“Bush pushes Sooner for appeals court”: The Tulsa World today contains an article that begins, “President Bush on Thursday nominated Oklahoma City attorney Jerome Holmes for a vacancy on the 10th U.S. Circuit Court of Appeals.”
And last month, the newspaper published an article headlined “OKC attorney likely to fill 10th Circuit slot; Tulsa judge emerging for federal bench.”
Available online from law.com: An article reports that “11th Circuit Tosses Drastically Reduced Sentence for HealthSouth Executive.” You can access today’s ruling of the U.S. Court of Appeals for the Eleventh Circuit at this link.
And the brand new installment of my “On Appeal” column is headlined “Is the Stock Ownership Recusal Requirement Too Unforgiving?”
U.S. government advises the U.S. Court of Appeals for the D.C. Circuit that ethnic Uighur Chinese nationals formerly detained at Guantanamo Bay have today been released to Albania for resettlement there as refugees: You can access the federal government’s filing, made late today, at this link. The case had been scheduled for oral argument Monday in the D.C. Circuit, and the federal government has now filed an emergency motion to dismiss the case as moot.
In early press coverage, The Associated Press reports that “Albania Takes 5 Ethnic Chinese From Gitmo.”
“Judge in Ryan Trial Finds No Jury Bias”: The Associated Press provides this report from Chicago.
“Improving scotusblog”: You can join Linda Greenhouse in offering suggestions at this link. Meanwhile, readers of “How Appealing” are constantly offering me suggestions on how to improve my blog, which is why you don’t see me asking for even more suggestions of that nature.
“Gay couple can’t contest marriage definition”: Bob Egelko of The San Francisco Chronicle provides a news update that begins, “A federal appeals court today dismissed a challenge by two Orange County men to a law denying federal marriage benefits to same-sex couples, saying a couple that isn’t legally married under state law has no right to contest the federal definition of marriage.” My earlier coverage appears here.

# Collected data entries:
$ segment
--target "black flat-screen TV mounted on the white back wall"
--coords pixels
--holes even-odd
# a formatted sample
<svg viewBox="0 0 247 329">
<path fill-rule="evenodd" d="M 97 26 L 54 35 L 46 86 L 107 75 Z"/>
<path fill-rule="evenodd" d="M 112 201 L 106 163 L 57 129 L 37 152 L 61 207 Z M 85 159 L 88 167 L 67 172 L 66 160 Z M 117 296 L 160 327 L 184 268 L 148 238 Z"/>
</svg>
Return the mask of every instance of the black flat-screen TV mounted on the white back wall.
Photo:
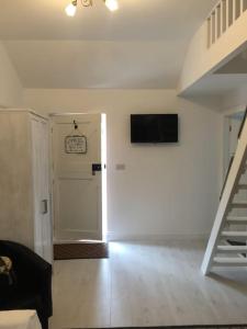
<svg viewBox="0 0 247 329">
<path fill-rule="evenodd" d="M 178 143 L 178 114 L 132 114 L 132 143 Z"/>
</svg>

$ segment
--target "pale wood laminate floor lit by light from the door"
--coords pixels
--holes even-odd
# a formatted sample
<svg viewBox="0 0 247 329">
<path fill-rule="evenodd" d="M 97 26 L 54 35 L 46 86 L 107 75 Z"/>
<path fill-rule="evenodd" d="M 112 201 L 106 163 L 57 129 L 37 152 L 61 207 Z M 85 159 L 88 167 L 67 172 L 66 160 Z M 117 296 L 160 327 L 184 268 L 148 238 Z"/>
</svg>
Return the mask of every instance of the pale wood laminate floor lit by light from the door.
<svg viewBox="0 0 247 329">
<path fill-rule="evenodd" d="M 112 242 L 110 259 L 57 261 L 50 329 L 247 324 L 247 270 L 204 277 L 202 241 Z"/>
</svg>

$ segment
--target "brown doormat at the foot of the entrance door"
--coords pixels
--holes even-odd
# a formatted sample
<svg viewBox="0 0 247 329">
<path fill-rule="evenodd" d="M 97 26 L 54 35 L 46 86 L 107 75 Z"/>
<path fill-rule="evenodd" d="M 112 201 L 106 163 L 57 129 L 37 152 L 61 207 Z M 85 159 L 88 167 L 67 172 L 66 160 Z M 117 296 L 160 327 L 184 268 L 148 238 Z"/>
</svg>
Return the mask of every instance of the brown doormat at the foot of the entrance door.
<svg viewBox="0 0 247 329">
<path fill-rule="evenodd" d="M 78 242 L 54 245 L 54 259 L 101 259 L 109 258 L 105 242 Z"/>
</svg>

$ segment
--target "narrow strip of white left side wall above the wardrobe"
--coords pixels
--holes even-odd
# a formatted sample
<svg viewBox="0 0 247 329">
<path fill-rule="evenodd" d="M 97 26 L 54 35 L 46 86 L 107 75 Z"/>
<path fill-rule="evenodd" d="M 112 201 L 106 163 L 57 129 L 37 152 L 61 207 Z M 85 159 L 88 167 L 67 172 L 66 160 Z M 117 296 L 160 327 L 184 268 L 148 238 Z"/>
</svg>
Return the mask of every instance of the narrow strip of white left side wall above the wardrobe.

# Instructions:
a - According to the legal news roundup, to which country were the ethnic Uighur detainees from Guantanamo Bay released?
b - Please rewrite the legal news roundup starting with "In early press" and going on through "of that nature.", renaming "Associated Press" as "AP".
The records have no connection to the text.

# Responses in order:
a - Albania, for resettlement there as refugees.

b -
In early press coverage, The AP reports that “Albania Takes 5 Ethnic Chinese From Gitmo.”
“Judge in Ryan Trial Finds No Jury Bias”: The AP provides this report from Chicago.
“Improving scotusblog”: You can join Linda Greenhouse in offering suggestions at this link. Meanwhile, readers of “How Appealing” are constantly offering me suggestions on how to improve my blog, which is why you don’t see me asking for even more suggestions of that nature.